### TEXT:
▼▼▼

Jennifer Monson, Live Dancing Archive, 2013, part of the American Realness festival at Abrons Art Center. Photo by Ian Douglas.

Jennifer Monson, Live Dancing Archive, 2013, part of the American Realness festival at Abrons Art Center. Photo by Ian Douglas.


DD: I don’t think you are, but are you drawing a line?… That a corporation could think that it could replace an ecosystem once it’s been destroyed by some kind of token synthetic invention that will in itself be its own ecosystem, but the ecosystem itself can not be replaced. So there is a certain cynicism in implying that it could be replaced first of all, but you are reconstructing a landscape in a sense that you say you are reconstructing these passages from the migration in LDA. You are doing a very similar gesture in some way, if we follow the metaphor, but it has a very different result and I don’t think it is a cynical proposal whatsoever, so I am wondering, what it is? Cause in dance the stakes are quite high for this whole spirit or reconstruction and bringing back the original performance, as if one could bring back an ecosystem that has been decimated, but I don’t think an old performance is an ecosystem that has been decimated. It just began and then ended and you were either there or you weren’t.
Jennifer: Yes, I was thinking about traces…the multiple… You know sometimes when I am dancing the set material, which is the material I have learned from the improvisations on the beach, sometimes I’m imagining or it comes into the space—a sense of expansiveness, or a memory of my feet dragging through the sand, the heat both of the lights and the memory of the light of the sun. And sometimes I’m remembering other dancers who I’ve worked with on the material. So there are multiple ways of being in the material, which I know every dancer has when they are reproducing set material. The multiple times you’ve done it are always with you. That seems to be one of the beautiful things about dance is that there is always a live dancing archive. But I think in my case the world we were generating material in was so specifically about these migratory routes and the conditions that make the ecosystems healthy and dynamic (or not), and that metaphor is always inherent in the piece of this kind of global system that the dancing is trying to understand in some way.
DD: You’re using dance as a way of understanding that ecosystem or that global system of migration. Dancing itself is an understanding—it is both a process and a result at the same time. It is a different form of knowledge, not a knowledge that is written or disseminated in linguistic ways. It is visual and sensual and kinetic.
My big question is about the artistic process, the aesthetic process of producing an art work, a dance work. Somehow, even if it doesn’t intend to, it carries the identity of its maker, and that identity in this case is comprised of these deep questions about the evolution of the planet and about humanity and sustainability. These are incredibly important preoccupations, and what I think is very interesting about your work is that it doesn’t play a game of politics. Live Dancing Archive works in dance with the integrity of an artist who has certain concerns. There is a certain politic that could be associated with following a migratory path of birds and whales and other animals, that you could ascribe to it or promote, but it seems like you really stay in a region of dance, not because you are only a dancer, but because it is your medium and you are a very good artist. What is incredible is that the thing that we are left with is Dance and Dance is a very powerful and liberating, autonomizing experience. I don’t mean to compliment you so much, but I think you deserve it. That’s the thing that seems to me really unique about your process and especially your process in Live Dancing Archive—that nature is actually not the first problem.

▲▲▲

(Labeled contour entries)
▼▼▼

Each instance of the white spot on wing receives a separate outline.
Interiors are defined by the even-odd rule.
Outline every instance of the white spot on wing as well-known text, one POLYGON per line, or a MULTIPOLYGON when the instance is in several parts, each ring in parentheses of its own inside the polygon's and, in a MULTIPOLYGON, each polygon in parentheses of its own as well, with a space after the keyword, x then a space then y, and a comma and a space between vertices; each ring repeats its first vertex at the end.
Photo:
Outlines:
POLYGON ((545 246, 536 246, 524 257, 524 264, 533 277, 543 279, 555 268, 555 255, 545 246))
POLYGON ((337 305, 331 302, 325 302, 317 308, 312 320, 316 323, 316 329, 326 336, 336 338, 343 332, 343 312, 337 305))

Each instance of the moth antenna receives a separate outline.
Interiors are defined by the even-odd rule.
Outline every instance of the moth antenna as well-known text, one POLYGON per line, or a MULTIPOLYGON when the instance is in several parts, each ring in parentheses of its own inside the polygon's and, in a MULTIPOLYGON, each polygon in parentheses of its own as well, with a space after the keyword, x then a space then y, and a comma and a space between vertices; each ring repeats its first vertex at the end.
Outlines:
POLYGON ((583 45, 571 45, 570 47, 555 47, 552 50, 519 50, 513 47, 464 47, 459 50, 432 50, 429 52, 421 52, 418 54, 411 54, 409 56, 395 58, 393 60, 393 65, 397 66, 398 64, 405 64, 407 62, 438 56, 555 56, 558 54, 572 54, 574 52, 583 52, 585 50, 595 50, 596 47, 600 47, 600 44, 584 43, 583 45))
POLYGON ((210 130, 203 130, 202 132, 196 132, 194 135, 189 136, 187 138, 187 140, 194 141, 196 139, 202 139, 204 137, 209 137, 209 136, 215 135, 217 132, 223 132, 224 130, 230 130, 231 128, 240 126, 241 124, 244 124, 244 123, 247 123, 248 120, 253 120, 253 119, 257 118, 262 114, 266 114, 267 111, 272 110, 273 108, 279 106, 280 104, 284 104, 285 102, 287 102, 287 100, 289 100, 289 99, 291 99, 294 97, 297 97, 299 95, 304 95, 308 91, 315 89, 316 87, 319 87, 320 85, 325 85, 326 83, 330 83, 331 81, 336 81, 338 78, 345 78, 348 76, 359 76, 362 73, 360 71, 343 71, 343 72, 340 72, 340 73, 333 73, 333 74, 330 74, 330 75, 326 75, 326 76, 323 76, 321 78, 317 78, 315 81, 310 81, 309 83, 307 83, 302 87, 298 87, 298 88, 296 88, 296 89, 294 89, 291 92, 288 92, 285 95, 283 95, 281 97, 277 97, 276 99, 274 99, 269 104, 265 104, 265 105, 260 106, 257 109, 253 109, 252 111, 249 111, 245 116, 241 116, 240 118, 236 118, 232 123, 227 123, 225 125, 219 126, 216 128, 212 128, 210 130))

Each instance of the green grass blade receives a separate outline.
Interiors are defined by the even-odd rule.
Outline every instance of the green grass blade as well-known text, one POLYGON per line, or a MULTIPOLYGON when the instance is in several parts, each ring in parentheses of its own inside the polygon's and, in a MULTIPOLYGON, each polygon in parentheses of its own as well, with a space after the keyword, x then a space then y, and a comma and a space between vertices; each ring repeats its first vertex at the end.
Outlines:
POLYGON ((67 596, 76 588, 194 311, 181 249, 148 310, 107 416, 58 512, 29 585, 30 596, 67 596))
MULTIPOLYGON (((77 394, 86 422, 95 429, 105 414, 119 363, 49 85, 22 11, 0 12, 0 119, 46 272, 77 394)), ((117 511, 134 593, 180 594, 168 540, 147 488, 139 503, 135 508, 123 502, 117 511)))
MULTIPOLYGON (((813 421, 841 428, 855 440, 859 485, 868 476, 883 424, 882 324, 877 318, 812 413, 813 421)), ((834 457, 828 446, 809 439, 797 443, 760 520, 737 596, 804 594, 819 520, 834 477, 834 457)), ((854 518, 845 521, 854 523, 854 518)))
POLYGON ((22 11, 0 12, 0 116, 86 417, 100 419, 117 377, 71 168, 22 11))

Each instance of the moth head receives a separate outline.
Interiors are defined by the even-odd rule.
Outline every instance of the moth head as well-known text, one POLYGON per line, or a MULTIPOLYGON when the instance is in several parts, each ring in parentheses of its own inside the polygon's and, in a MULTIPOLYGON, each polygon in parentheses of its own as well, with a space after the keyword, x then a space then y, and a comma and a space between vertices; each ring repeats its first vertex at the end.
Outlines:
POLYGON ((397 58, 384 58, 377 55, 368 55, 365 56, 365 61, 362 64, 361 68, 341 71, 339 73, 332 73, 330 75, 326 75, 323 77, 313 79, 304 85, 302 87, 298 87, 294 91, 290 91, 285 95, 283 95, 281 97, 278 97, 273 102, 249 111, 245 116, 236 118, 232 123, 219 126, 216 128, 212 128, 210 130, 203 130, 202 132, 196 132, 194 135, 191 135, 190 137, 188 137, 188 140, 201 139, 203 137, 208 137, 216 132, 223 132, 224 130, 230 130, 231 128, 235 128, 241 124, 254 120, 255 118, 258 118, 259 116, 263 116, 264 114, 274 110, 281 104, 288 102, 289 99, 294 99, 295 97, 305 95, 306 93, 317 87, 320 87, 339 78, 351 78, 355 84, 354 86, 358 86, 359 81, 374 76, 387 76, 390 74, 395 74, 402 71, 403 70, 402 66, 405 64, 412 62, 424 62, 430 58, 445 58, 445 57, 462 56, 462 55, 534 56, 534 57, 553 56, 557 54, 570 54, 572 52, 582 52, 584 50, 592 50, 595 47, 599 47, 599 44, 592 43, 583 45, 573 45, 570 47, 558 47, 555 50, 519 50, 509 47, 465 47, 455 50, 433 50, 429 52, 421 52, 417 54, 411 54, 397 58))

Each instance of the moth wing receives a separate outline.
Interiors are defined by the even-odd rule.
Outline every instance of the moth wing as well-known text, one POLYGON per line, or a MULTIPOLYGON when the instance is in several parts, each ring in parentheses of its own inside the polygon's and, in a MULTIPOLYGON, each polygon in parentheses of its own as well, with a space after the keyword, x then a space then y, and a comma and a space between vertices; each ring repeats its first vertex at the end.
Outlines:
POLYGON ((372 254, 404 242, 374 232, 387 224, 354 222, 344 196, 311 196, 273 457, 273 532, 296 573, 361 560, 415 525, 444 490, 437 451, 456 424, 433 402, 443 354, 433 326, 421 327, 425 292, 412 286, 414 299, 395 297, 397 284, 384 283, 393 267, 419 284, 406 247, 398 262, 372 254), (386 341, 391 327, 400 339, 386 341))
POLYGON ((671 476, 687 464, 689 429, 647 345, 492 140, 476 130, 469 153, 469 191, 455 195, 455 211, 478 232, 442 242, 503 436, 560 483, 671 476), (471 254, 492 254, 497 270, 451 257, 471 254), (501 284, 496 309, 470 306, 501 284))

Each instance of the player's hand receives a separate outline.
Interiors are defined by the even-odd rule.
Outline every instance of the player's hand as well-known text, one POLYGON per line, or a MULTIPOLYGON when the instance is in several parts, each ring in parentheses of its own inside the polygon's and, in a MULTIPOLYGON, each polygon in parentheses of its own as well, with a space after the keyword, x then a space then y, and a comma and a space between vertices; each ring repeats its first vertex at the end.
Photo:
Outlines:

▲▲▲

### PROBLEMS:
1. Summarize the interview in two sentences.
2. According to the interview, where did Jennifer Monson learn the set material she dances?
3. Rewrite the interview paragraph beginning "DD: You're using dance as a way" as a short bulleted list that keeps its main points.

### RESPONSES IN ORDER:
1. DD compares the reconstruction of migration passages in Live Dancing Archive to the idea of replacing a destroyed ecosystem, and asks what the gesture is, since an old performance is not a decimated ecosystem. Jennifer Monson describes dancing set material learned from improvisations on the beach while carrying memories of sand, sunlight and other dancers, and DD praises the work for staying in a region of dance rather than playing a game of politics.

2. From the improvisations on the beach.

3.
- Dance is being used to understand the ecosystem, or global system, of migration.
- Dancing is itself an understanding, both a process and a result at the same time.
- It is a different form of knowledge, not written or spread in linguistic ways.
- It is visual, sensual and kinetic.